▶ [AIM OF THE EXERCISE] Your task is to return the listing below word for word, without any of its images.

*** Opening DATA ***

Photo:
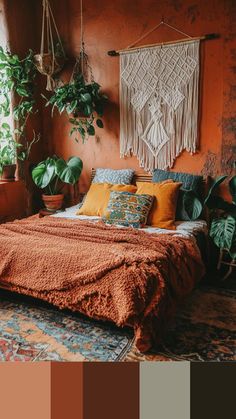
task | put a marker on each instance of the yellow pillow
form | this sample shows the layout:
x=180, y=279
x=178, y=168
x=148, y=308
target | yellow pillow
x=165, y=195
x=97, y=198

*** Closing DATA ***

▶ [ANSWER TO THE EXERCISE]
Photo:
task | put a marker on each instance of the yellow pillow
form | this sample shows the layout:
x=180, y=279
x=178, y=168
x=148, y=308
target | yellow pillow
x=165, y=195
x=97, y=198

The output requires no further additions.